Text block:
+ + + +
Montgomery v. Louisiana
577 U.S. 190
SCOTUS2016Background
- Henry Montgomery, aged 17 in 1963, was convicted of murder in Louisiana and, after retrial, received an automatic sentence of life without parole under state law because the jury returned "guilty without capital punishment."
- Montgomery challenged his sentence after this Court decided Miller v. Alabama, arguing Miller made mandatory life-without-parole for juveniles unconstitutional and thus his sentence illegal.
- Louisiana trial court denied relief, and the Louisiana Supreme Court (relying on its Tate decision) held Miller is not retroactive on state collateral review.
- The Supreme Court granted certiorari to decide (1) whether it had jurisdiction to review the state court’s refusal to apply Miller retroactively and (2) whether Miller announced a substantive rule that must be applied retroactively on state collateral review.
- The Court considered Teague’s framework for retroactivity on federal habeas review and whether Teague’s exception for substantive rules is a constitutional mandate binding state courts.
+ + + +
Short task 1: For each statement about the Montgomery v. Louisiana summary, answer yes or no on whether it agrees with the text, and quote the deciding words exactly. (a) Montgomery was 17 years old in 1963. (b) The Louisiana Supreme Court held that Miller applies retroactively on state collateral review. (c) The Court considered Teague’s framework for retroactivity on federal habeas review.
Short task 2: In the listing, start at its first line and go on through the line containing "--target=blue sky". Swap "blue sky" for "clear sky" in those lines, leave everything else unchanged, and return only those lines.

Data supplied:
+ + + +
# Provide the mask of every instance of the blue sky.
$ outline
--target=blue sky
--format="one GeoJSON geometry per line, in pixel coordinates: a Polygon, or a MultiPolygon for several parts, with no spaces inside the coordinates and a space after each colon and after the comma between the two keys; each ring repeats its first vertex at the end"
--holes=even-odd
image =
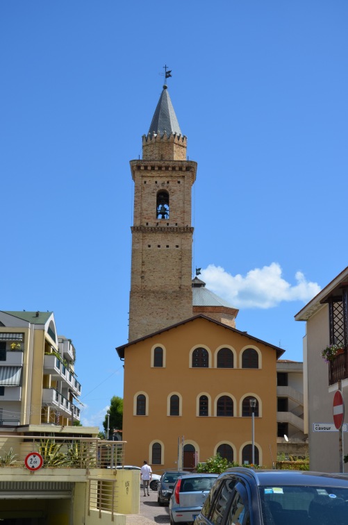
{"type": "Polygon", "coordinates": [[[347,265],[347,19],[346,0],[0,3],[1,309],[54,312],[85,424],[122,396],[129,162],[165,65],[198,162],[192,269],[301,360],[294,315],[347,265]]]}

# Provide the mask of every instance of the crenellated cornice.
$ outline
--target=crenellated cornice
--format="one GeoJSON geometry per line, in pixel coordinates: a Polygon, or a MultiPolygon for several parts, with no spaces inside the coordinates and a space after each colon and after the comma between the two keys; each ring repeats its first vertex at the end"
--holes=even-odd
{"type": "Polygon", "coordinates": [[[167,233],[193,233],[194,228],[192,226],[131,226],[131,231],[133,232],[142,232],[143,233],[158,233],[158,232],[167,233]]]}

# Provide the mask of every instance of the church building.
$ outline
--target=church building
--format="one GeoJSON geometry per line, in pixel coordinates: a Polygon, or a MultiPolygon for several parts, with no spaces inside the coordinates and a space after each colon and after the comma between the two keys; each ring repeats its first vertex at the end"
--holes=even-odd
{"type": "Polygon", "coordinates": [[[238,310],[192,280],[197,165],[186,149],[165,85],[142,159],[131,161],[129,338],[116,349],[124,361],[125,462],[192,470],[219,452],[272,468],[283,351],[237,330],[238,310]]]}

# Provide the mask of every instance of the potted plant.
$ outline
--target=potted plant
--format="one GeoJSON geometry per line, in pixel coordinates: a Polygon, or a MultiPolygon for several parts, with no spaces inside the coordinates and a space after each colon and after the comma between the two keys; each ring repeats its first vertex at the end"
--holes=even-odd
{"type": "Polygon", "coordinates": [[[329,344],[324,350],[322,350],[322,357],[325,362],[333,361],[336,356],[344,352],[344,349],[340,344],[329,344]]]}

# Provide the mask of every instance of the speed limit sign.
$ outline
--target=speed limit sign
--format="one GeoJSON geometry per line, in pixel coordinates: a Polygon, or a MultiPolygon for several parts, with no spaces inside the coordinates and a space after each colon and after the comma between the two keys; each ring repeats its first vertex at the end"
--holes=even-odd
{"type": "Polygon", "coordinates": [[[29,470],[38,470],[43,464],[43,458],[38,452],[29,452],[24,460],[24,465],[29,470]]]}

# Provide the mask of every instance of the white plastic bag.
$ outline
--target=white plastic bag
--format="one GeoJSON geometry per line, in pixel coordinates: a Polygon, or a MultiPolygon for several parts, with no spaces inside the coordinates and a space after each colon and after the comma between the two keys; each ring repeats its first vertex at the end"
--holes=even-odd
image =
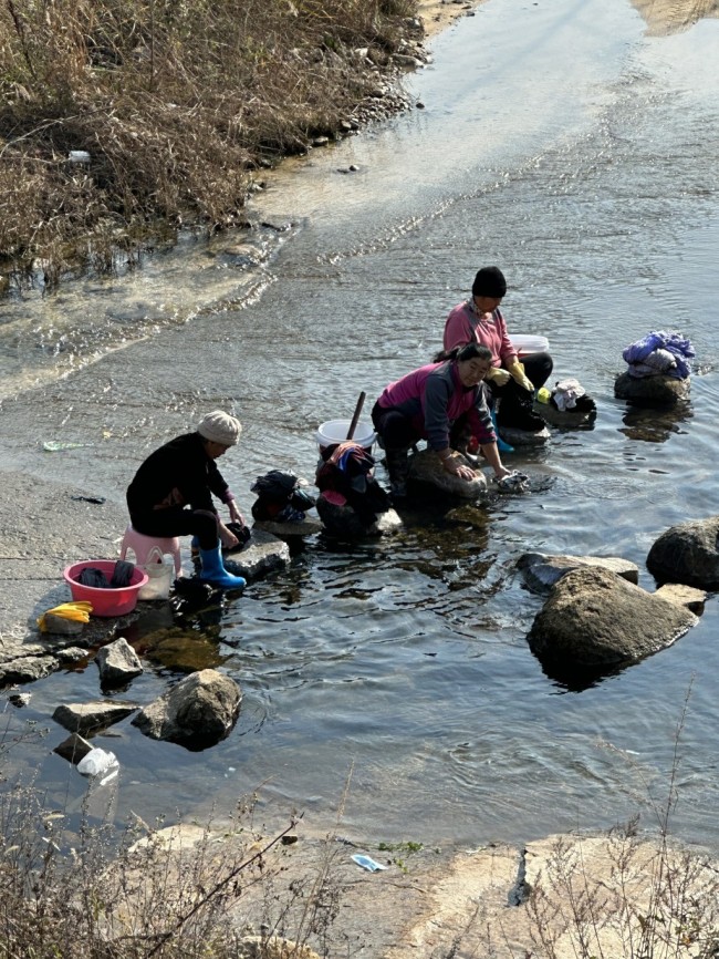
{"type": "Polygon", "coordinates": [[[103,776],[101,786],[114,778],[119,771],[119,763],[115,753],[101,749],[91,750],[77,763],[77,772],[83,776],[103,776]]]}
{"type": "Polygon", "coordinates": [[[157,546],[153,546],[144,566],[143,573],[147,574],[147,582],[140,586],[137,594],[138,599],[168,599],[169,589],[173,585],[173,566],[165,563],[165,557],[157,546]]]}

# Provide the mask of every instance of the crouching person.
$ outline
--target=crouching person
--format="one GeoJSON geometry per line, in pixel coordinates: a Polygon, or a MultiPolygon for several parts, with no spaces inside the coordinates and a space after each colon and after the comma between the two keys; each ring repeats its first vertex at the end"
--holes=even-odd
{"type": "Polygon", "coordinates": [[[444,354],[441,362],[420,367],[389,383],[372,411],[372,421],[385,448],[390,493],[407,495],[409,448],[427,440],[445,471],[460,480],[475,471],[452,456],[450,434],[467,423],[498,480],[509,475],[497,451],[497,435],[484,398],[482,381],[491,369],[491,351],[467,343],[444,354]]]}
{"type": "Polygon", "coordinates": [[[220,519],[212,496],[228,506],[231,523],[242,525],[242,516],[215,461],[237,444],[241,431],[239,420],[215,410],[194,433],[150,453],[127,487],[133,527],[145,536],[196,537],[200,579],[223,589],[239,589],[246,580],[225,569],[222,546],[237,546],[237,537],[220,519]]]}

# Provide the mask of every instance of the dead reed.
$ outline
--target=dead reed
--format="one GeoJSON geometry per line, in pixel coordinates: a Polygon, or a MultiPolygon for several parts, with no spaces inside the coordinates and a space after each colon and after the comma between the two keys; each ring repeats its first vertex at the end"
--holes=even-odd
{"type": "Polygon", "coordinates": [[[2,0],[0,264],[242,221],[252,171],[377,92],[416,0],[2,0]],[[70,159],[85,152],[87,163],[70,159]]]}

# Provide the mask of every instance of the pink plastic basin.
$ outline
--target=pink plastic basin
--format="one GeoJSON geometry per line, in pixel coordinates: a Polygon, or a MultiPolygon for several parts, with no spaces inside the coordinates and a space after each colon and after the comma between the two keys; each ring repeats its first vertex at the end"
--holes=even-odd
{"type": "Polygon", "coordinates": [[[92,602],[93,616],[124,616],[132,612],[137,606],[137,594],[147,582],[147,574],[137,566],[133,570],[128,586],[122,589],[97,589],[94,586],[83,586],[75,582],[75,576],[80,576],[88,566],[101,569],[107,579],[112,579],[115,571],[116,559],[85,559],[84,563],[73,563],[66,566],[63,576],[70,584],[72,598],[92,602]]]}

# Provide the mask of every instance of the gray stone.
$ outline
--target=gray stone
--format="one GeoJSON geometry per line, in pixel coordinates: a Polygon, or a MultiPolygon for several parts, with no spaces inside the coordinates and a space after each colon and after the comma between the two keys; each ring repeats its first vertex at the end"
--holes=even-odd
{"type": "Polygon", "coordinates": [[[452,456],[463,466],[470,466],[475,471],[473,480],[461,480],[452,473],[448,473],[434,450],[420,450],[409,457],[410,484],[420,483],[441,489],[449,496],[459,496],[462,499],[477,499],[487,492],[487,477],[461,453],[452,452],[452,456]]]}
{"type": "Polygon", "coordinates": [[[256,523],[247,545],[235,553],[225,553],[223,558],[231,564],[229,571],[252,580],[288,567],[290,547],[281,537],[259,528],[256,523]]]}
{"type": "Polygon", "coordinates": [[[614,383],[614,395],[626,400],[636,406],[674,406],[681,400],[688,400],[691,381],[678,380],[676,377],[631,377],[622,373],[614,383]]]}
{"type": "Polygon", "coordinates": [[[225,739],[240,711],[238,684],[213,669],[194,672],[133,720],[145,735],[200,750],[225,739]]]}
{"type": "Polygon", "coordinates": [[[95,662],[105,685],[127,682],[143,672],[139,657],[123,636],[97,650],[95,662]]]}
{"type": "Polygon", "coordinates": [[[647,569],[659,582],[719,589],[719,516],[690,519],[663,533],[649,549],[647,569]]]}
{"type": "Polygon", "coordinates": [[[305,516],[304,519],[298,519],[296,523],[275,523],[272,519],[256,519],[252,526],[253,536],[256,529],[271,533],[280,539],[286,539],[288,537],[313,536],[315,533],[321,533],[322,523],[309,516],[305,516]]]}
{"type": "Polygon", "coordinates": [[[606,569],[565,574],[529,633],[534,654],[550,667],[597,669],[664,649],[697,622],[689,610],[606,569]]]}
{"type": "Polygon", "coordinates": [[[515,430],[513,426],[500,426],[500,436],[510,446],[543,446],[552,435],[544,426],[542,430],[515,430]]]}
{"type": "Polygon", "coordinates": [[[571,569],[593,566],[608,569],[635,585],[639,581],[639,567],[618,556],[554,556],[545,553],[523,553],[517,560],[524,582],[532,592],[546,595],[571,569]]]}
{"type": "Polygon", "coordinates": [[[106,729],[134,713],[137,707],[132,703],[110,702],[108,700],[67,703],[59,705],[52,718],[70,732],[87,733],[106,729]]]}
{"type": "Polygon", "coordinates": [[[697,616],[704,612],[704,605],[707,601],[704,589],[695,589],[694,586],[684,586],[680,582],[665,582],[654,595],[669,602],[676,602],[677,606],[686,606],[697,616]]]}
{"type": "Polygon", "coordinates": [[[17,659],[6,660],[0,664],[0,684],[34,682],[37,679],[50,676],[59,664],[58,658],[50,654],[19,656],[17,659]]]}

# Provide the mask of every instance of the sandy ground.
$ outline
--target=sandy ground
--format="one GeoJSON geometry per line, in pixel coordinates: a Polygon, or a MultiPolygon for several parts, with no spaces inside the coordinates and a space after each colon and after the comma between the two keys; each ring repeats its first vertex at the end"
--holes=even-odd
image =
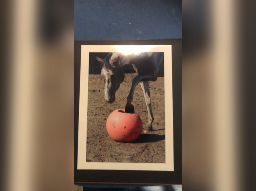
{"type": "MultiPolygon", "coordinates": [[[[124,108],[132,80],[135,74],[126,74],[124,82],[116,94],[112,104],[104,100],[104,81],[100,75],[90,75],[88,86],[87,141],[87,162],[165,162],[164,78],[149,82],[154,120],[153,130],[144,134],[134,142],[116,142],[110,138],[106,128],[109,115],[114,110],[124,108]]],[[[134,92],[132,102],[135,111],[143,124],[148,121],[143,92],[139,85],[134,92]]]]}

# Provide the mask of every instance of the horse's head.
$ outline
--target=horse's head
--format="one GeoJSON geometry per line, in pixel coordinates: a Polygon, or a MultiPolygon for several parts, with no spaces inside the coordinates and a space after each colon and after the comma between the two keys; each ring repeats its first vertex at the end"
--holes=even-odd
{"type": "Polygon", "coordinates": [[[110,54],[104,59],[96,58],[98,61],[101,62],[101,74],[105,85],[104,98],[110,103],[115,101],[116,92],[124,79],[124,74],[120,66],[119,58],[113,58],[111,55],[110,54]]]}

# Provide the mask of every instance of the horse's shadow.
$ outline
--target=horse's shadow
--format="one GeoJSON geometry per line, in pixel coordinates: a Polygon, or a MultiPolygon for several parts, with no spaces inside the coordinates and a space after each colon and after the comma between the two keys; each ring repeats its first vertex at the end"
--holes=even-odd
{"type": "Polygon", "coordinates": [[[141,134],[137,139],[131,142],[132,143],[142,143],[155,142],[164,140],[165,135],[160,135],[156,134],[141,134]]]}

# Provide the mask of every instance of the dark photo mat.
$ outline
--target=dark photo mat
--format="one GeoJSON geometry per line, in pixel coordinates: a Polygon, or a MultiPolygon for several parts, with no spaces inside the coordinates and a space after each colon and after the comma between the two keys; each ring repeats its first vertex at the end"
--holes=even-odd
{"type": "Polygon", "coordinates": [[[75,182],[146,184],[181,183],[181,40],[75,42],[75,182]],[[174,171],[77,170],[81,46],[82,45],[172,46],[174,171]]]}

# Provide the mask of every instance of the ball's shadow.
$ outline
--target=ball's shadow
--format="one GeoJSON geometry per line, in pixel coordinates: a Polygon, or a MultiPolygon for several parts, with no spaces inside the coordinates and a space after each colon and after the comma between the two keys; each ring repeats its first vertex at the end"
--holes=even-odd
{"type": "Polygon", "coordinates": [[[159,135],[156,134],[142,134],[136,140],[131,142],[131,143],[142,143],[155,142],[164,140],[165,135],[159,135]]]}

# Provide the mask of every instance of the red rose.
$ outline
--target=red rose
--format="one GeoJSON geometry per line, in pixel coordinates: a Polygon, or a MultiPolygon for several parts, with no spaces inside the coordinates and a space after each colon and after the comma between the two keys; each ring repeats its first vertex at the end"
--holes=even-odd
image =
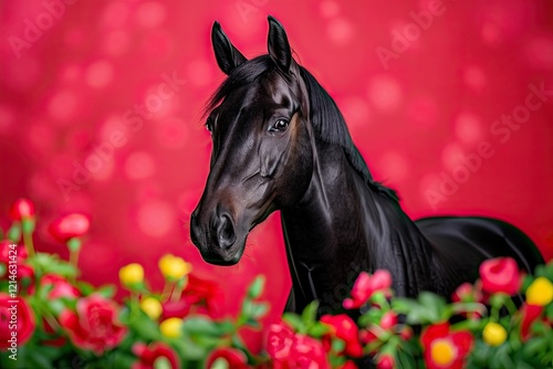
{"type": "Polygon", "coordinates": [[[515,295],[521,285],[522,276],[519,265],[511,257],[490,259],[480,264],[482,289],[490,293],[515,295]]]}
{"type": "Polygon", "coordinates": [[[379,355],[376,360],[376,369],[394,369],[396,367],[396,359],[393,355],[379,355]]]}
{"type": "Polygon", "coordinates": [[[321,341],[304,335],[295,335],[295,344],[286,360],[275,361],[274,369],[330,369],[321,341]]]}
{"type": "Polygon", "coordinates": [[[61,297],[79,298],[81,296],[75,286],[58,274],[44,274],[40,283],[42,288],[51,288],[48,293],[49,299],[56,299],[61,297]]]}
{"type": "Polygon", "coordinates": [[[88,232],[91,221],[83,214],[69,214],[60,218],[50,224],[49,231],[59,242],[65,243],[69,240],[82,236],[88,232]]]}
{"type": "Polygon", "coordinates": [[[380,328],[390,330],[397,325],[397,315],[394,312],[386,312],[380,318],[380,328]]]}
{"type": "Polygon", "coordinates": [[[127,329],[117,320],[118,306],[100,295],[80,298],[76,313],[66,309],[60,314],[60,325],[71,341],[83,349],[102,355],[117,346],[127,329]]]}
{"type": "Polygon", "coordinates": [[[20,264],[27,260],[29,254],[27,253],[25,246],[15,244],[15,247],[12,247],[13,244],[15,243],[10,240],[0,241],[0,263],[8,265],[10,260],[17,260],[18,264],[20,264]]]}
{"type": "Polygon", "coordinates": [[[236,348],[221,347],[216,348],[207,359],[206,369],[211,369],[216,361],[223,360],[225,368],[229,369],[248,369],[248,358],[246,354],[236,348]]]}
{"type": "Polygon", "coordinates": [[[285,359],[295,344],[295,335],[284,324],[272,324],[267,335],[267,352],[275,360],[285,359]]]}
{"type": "Polygon", "coordinates": [[[60,335],[60,331],[56,331],[46,319],[42,318],[42,326],[44,327],[44,331],[50,335],[48,339],[41,340],[41,345],[52,346],[52,347],[62,347],[67,341],[64,336],[60,335]]]}
{"type": "Polygon", "coordinates": [[[524,303],[520,308],[519,314],[522,317],[520,325],[520,335],[523,341],[526,341],[531,337],[530,326],[541,317],[543,310],[543,306],[529,305],[526,303],[524,303]]]}
{"type": "Polygon", "coordinates": [[[34,204],[31,200],[19,199],[10,208],[10,218],[13,220],[24,220],[34,217],[34,204]]]}
{"type": "Polygon", "coordinates": [[[325,340],[332,340],[332,336],[337,337],[345,342],[345,355],[354,358],[363,355],[363,347],[359,344],[359,330],[351,317],[345,314],[323,315],[321,321],[332,329],[330,335],[325,335],[325,340]]]}
{"type": "Polygon", "coordinates": [[[352,360],[347,360],[340,369],[357,369],[357,366],[352,360]]]}
{"type": "Polygon", "coordinates": [[[35,327],[34,314],[24,298],[0,293],[0,350],[23,346],[35,327]]]}
{"type": "MultiPolygon", "coordinates": [[[[138,361],[133,363],[131,369],[154,369],[158,359],[165,359],[169,362],[170,369],[180,369],[180,361],[175,350],[164,344],[155,342],[146,345],[143,342],[133,345],[133,354],[138,357],[138,361]]],[[[165,367],[164,367],[165,368],[165,367]]]]}
{"type": "Polygon", "coordinates": [[[352,288],[352,298],[344,299],[347,309],[359,308],[365,305],[374,293],[384,292],[390,295],[392,275],[386,270],[377,270],[373,275],[361,272],[352,288]]]}
{"type": "Polygon", "coordinates": [[[450,331],[449,323],[432,325],[420,335],[428,369],[461,369],[473,341],[469,331],[450,331]]]}

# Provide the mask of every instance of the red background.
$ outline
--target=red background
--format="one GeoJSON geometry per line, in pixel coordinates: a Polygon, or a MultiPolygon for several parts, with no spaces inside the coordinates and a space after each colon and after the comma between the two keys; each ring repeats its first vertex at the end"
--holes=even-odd
{"type": "Polygon", "coordinates": [[[424,30],[409,23],[429,1],[69,2],[0,2],[0,209],[31,198],[38,249],[64,256],[45,226],[63,213],[91,214],[80,262],[85,278],[116,282],[122,265],[139,262],[159,283],[157,260],[171,252],[220,283],[219,315],[236,312],[260,273],[271,317],[280,314],[290,278],[278,214],[253,231],[233,267],[206,264],[188,235],[210,154],[201,110],[225,78],[211,24],[221,22],[251,57],[265,53],[267,14],[285,27],[296,60],[336,99],[374,177],[399,191],[408,214],[498,217],[526,232],[546,259],[553,255],[553,95],[505,143],[490,130],[524,105],[529,84],[553,91],[551,1],[445,1],[424,30]],[[55,17],[48,15],[53,3],[55,17]],[[409,40],[393,44],[405,32],[409,40]],[[395,56],[382,63],[378,48],[394,45],[395,56]],[[175,96],[138,131],[123,125],[125,113],[174,73],[186,81],[175,96]],[[72,180],[74,161],[92,160],[117,130],[125,145],[66,199],[58,181],[72,180]],[[482,141],[493,156],[462,169],[482,141]],[[465,182],[432,205],[429,191],[455,172],[465,182]]]}

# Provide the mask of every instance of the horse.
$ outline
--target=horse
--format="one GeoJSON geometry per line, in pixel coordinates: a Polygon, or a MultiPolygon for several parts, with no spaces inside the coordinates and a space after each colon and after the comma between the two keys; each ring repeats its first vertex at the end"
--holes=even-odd
{"type": "Polygon", "coordinates": [[[362,271],[388,270],[399,296],[450,296],[487,259],[511,256],[528,272],[543,263],[530,238],[500,220],[413,221],[373,178],[335,102],[293,59],[282,24],[268,20],[268,54],[251,60],[218,22],[211,30],[227,78],[206,105],[210,172],[190,215],[206,262],[236,264],[249,232],[280,211],[290,312],[315,299],[320,313],[341,310],[362,271]]]}

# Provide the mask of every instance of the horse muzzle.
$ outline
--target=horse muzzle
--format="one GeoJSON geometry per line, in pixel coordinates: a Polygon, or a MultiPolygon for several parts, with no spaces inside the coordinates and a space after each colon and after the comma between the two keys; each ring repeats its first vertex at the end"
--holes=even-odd
{"type": "Polygon", "coordinates": [[[190,219],[190,239],[201,257],[215,265],[233,265],[242,256],[244,242],[237,242],[236,225],[228,212],[216,212],[207,222],[201,222],[198,210],[190,219]]]}

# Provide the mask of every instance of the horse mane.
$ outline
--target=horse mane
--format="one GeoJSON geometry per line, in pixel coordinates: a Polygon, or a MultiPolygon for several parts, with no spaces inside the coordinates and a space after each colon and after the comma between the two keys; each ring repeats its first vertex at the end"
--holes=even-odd
{"type": "MultiPolygon", "coordinates": [[[[274,70],[278,70],[278,67],[269,55],[257,56],[237,66],[210,97],[204,115],[206,116],[210,110],[217,107],[217,105],[236,88],[248,85],[258,78],[262,78],[274,70]]],[[[311,123],[313,124],[317,138],[327,144],[341,146],[349,165],[372,190],[383,193],[394,201],[398,201],[398,196],[393,189],[373,179],[367,164],[352,140],[344,116],[340,112],[334,99],[321,86],[315,77],[301,65],[300,76],[307,86],[311,104],[311,123]]]]}

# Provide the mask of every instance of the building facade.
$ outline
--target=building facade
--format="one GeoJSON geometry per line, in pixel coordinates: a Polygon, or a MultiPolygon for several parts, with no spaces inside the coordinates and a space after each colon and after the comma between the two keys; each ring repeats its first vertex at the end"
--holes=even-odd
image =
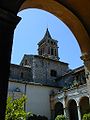
{"type": "Polygon", "coordinates": [[[84,66],[71,70],[59,60],[58,41],[48,29],[38,43],[38,55],[25,54],[20,65],[10,66],[8,95],[16,99],[23,94],[28,98],[25,110],[49,120],[58,114],[81,120],[90,112],[84,66]]]}

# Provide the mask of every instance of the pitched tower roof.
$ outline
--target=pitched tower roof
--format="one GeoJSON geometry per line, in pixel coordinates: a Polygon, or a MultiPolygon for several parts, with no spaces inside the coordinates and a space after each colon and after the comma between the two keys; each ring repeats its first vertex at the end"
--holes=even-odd
{"type": "Polygon", "coordinates": [[[38,43],[38,54],[43,57],[59,60],[57,43],[58,41],[51,37],[47,28],[43,39],[38,43]]]}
+ + + +
Solution 1:
(a) Yes: "aged 17 in 1963"
(b) No: "held Miller is not retroactive on state collateral review"
(c) Yes: "The Court considered Teague’s framework for retroactivity on federal habeas review"

Solution 2:
# Provide the mask of every instance of the clear sky.
$ outline
--target=clear sky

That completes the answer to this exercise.